Reproduce the lines below exactly as they appear, from first to last.

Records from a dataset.
···

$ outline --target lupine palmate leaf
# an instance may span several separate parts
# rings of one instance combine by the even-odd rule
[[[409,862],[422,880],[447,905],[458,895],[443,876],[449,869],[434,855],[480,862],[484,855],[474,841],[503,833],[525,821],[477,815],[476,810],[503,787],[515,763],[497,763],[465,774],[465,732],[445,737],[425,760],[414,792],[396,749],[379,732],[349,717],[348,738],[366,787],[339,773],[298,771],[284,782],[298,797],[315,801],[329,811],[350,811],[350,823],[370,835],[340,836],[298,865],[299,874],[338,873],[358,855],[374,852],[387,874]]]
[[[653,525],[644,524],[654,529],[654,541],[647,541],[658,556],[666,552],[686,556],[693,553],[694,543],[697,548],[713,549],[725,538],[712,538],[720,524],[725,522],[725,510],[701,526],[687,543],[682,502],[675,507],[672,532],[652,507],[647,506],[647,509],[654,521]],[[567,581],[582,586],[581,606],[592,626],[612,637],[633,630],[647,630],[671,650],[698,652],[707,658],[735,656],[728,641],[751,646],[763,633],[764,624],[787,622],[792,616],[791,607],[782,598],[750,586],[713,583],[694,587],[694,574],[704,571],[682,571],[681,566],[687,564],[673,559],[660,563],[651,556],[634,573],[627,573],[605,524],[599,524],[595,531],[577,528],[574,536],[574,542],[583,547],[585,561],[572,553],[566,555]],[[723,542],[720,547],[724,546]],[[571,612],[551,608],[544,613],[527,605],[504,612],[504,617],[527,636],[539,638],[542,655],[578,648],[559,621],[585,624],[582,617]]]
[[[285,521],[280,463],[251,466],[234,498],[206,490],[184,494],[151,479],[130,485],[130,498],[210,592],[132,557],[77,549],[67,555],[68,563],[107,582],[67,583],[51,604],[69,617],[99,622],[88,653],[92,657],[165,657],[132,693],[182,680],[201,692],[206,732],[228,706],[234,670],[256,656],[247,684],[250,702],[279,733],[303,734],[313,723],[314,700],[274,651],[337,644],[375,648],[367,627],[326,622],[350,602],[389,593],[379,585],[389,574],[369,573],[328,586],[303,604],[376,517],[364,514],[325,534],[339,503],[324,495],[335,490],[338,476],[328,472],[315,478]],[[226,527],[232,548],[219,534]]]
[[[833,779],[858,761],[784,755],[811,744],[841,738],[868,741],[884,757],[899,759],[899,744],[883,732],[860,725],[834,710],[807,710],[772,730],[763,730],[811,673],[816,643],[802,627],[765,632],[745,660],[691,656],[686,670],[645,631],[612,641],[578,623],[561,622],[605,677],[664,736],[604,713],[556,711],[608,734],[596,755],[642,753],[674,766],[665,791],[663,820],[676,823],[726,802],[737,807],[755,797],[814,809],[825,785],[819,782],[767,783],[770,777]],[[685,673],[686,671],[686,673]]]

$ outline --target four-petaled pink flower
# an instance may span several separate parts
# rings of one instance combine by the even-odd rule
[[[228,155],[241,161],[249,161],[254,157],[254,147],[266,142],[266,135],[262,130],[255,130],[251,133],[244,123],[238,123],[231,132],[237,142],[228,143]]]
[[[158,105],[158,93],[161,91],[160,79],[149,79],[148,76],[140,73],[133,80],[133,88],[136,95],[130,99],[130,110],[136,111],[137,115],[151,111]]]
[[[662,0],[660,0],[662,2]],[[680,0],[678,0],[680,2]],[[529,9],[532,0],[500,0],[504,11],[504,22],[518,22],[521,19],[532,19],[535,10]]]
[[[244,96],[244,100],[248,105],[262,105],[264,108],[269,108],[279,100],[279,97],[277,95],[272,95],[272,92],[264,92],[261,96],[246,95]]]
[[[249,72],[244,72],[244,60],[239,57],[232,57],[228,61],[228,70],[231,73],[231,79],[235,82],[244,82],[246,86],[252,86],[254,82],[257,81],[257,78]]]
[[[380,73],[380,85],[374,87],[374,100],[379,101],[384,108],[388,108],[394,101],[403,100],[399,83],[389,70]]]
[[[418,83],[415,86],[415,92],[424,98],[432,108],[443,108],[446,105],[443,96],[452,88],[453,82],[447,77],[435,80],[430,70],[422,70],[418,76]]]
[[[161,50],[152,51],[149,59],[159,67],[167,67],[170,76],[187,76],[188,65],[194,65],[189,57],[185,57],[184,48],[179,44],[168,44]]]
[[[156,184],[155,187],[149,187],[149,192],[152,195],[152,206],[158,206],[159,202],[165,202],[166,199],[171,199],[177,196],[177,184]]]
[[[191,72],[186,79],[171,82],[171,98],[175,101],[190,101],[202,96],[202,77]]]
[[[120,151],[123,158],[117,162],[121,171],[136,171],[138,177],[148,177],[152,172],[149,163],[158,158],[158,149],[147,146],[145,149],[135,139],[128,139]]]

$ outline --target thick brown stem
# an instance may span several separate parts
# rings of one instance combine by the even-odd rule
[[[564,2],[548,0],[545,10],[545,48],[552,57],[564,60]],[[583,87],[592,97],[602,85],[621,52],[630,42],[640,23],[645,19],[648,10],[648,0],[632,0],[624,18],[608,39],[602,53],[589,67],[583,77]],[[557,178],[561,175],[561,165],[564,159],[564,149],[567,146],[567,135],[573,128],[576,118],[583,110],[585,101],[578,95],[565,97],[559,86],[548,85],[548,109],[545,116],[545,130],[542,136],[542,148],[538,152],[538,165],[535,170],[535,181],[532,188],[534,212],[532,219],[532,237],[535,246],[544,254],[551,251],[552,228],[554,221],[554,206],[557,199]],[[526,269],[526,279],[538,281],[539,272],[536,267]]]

···

Solution.
$ outline --target lupine palmate leaf
# an instance may span several separate parts
# rings of one instance combine by the even-odd rule
[[[409,862],[422,880],[447,905],[458,895],[443,876],[449,869],[434,855],[480,862],[484,855],[474,841],[503,833],[525,821],[477,815],[476,810],[503,787],[515,763],[497,763],[465,774],[465,732],[445,737],[425,760],[414,792],[396,749],[379,732],[349,717],[348,738],[366,787],[339,773],[298,771],[284,782],[298,797],[315,801],[329,811],[350,811],[350,823],[370,835],[340,836],[298,865],[299,874],[338,873],[358,855],[374,852],[387,874]]]
[[[653,525],[644,524],[654,529],[654,541],[647,541],[658,556],[666,552],[686,556],[693,553],[694,543],[697,548],[713,549],[725,538],[712,538],[720,524],[725,522],[725,510],[701,526],[687,543],[682,502],[675,507],[672,532],[652,507],[647,506],[647,509],[654,521]],[[567,581],[582,586],[581,606],[592,626],[612,637],[633,630],[647,630],[671,650],[698,652],[707,658],[735,656],[728,641],[751,646],[763,633],[764,624],[787,622],[792,616],[791,607],[782,598],[750,586],[713,583],[694,587],[694,574],[704,571],[682,571],[681,566],[687,564],[673,559],[660,563],[651,556],[634,573],[627,573],[605,524],[599,524],[595,531],[577,528],[574,536],[574,542],[583,547],[585,561],[572,553],[566,555]],[[723,542],[720,547],[724,546]],[[571,612],[551,608],[544,613],[527,605],[504,612],[504,617],[527,636],[539,638],[542,655],[578,648],[559,621],[585,624],[582,617]]]
[[[285,521],[280,463],[251,466],[234,498],[206,490],[184,494],[151,479],[130,485],[130,498],[210,592],[132,557],[77,549],[67,555],[68,563],[107,582],[67,583],[51,604],[69,617],[99,622],[88,653],[92,657],[165,657],[132,693],[182,680],[201,692],[206,732],[228,706],[234,670],[256,656],[247,684],[250,702],[279,733],[303,734],[313,723],[314,700],[274,651],[337,644],[375,648],[367,627],[326,622],[350,602],[389,593],[379,585],[389,574],[369,573],[328,586],[303,604],[376,517],[364,514],[325,534],[339,503],[324,495],[335,490],[338,476],[328,472],[315,478]],[[226,527],[232,548],[219,534]]]
[[[833,779],[858,761],[784,755],[811,744],[841,738],[868,741],[884,757],[899,759],[899,744],[883,732],[860,725],[834,710],[807,710],[772,730],[763,730],[811,673],[816,643],[802,627],[765,632],[745,660],[691,656],[686,670],[645,631],[612,641],[578,623],[561,622],[605,677],[664,736],[604,713],[556,711],[608,734],[596,755],[642,753],[674,766],[665,791],[663,820],[676,823],[726,802],[737,807],[755,797],[814,809],[825,785],[819,782],[767,783],[770,777]],[[685,673],[686,671],[686,673]]]

$ outline --target four-petaled pink flower
# an instance may span several separate parts
# rings of one instance combine by the even-odd rule
[[[228,155],[241,161],[249,161],[254,157],[254,147],[266,142],[266,135],[262,130],[255,130],[251,133],[244,123],[238,123],[231,132],[237,142],[228,143]]]
[[[158,105],[158,93],[161,91],[160,79],[149,79],[148,76],[140,73],[133,80],[133,88],[136,95],[130,99],[130,110],[136,111],[137,115],[151,111]]]
[[[662,0],[660,0],[662,2]],[[680,0],[678,0],[680,2]],[[529,9],[532,0],[500,0],[504,11],[504,22],[518,22],[521,19],[532,19],[535,10]]]
[[[244,96],[244,100],[248,105],[262,105],[264,108],[269,108],[279,100],[279,97],[277,95],[272,95],[272,92],[264,92],[261,96],[246,95]]]
[[[249,72],[244,72],[244,60],[239,57],[232,57],[228,61],[228,70],[231,73],[231,79],[235,82],[244,82],[246,86],[252,86],[254,82],[257,81],[257,78]]]
[[[380,73],[380,85],[374,87],[374,100],[379,101],[384,108],[388,108],[394,101],[403,100],[399,83],[389,70]]]
[[[418,83],[415,86],[415,92],[424,98],[432,108],[443,108],[446,105],[443,96],[452,88],[453,82],[447,77],[435,80],[430,70],[422,70],[418,76]]]
[[[161,50],[152,51],[149,59],[159,67],[167,67],[170,76],[187,76],[188,65],[194,65],[189,57],[185,57],[184,48],[179,44],[168,44]]]
[[[156,184],[155,187],[149,187],[149,192],[152,195],[152,206],[158,206],[159,202],[165,202],[166,199],[171,199],[177,196],[177,184]]]
[[[191,72],[186,79],[171,82],[171,98],[175,101],[190,101],[202,96],[202,77]]]
[[[120,151],[123,158],[117,162],[121,171],[136,171],[138,177],[148,177],[152,172],[149,163],[158,158],[158,149],[147,146],[145,149],[135,139],[128,139]]]

$ outline --target thick brown stem
# an instance may span several separate parts
# rings of one instance combine by the even-odd rule
[[[564,2],[548,0],[545,10],[545,48],[552,57],[564,60]],[[583,87],[592,97],[602,85],[621,52],[630,42],[640,23],[645,19],[648,10],[648,0],[632,0],[624,18],[608,39],[602,53],[589,67],[583,77]],[[557,178],[561,175],[561,165],[564,159],[564,149],[567,146],[567,135],[573,128],[576,118],[583,110],[585,101],[578,95],[565,97],[559,86],[548,85],[548,109],[545,116],[545,130],[542,136],[542,148],[538,152],[538,165],[535,170],[535,181],[532,188],[534,212],[532,219],[532,237],[535,246],[544,254],[551,251],[552,228],[554,221],[554,206],[557,199]],[[526,269],[526,279],[538,281],[539,272],[536,267]]]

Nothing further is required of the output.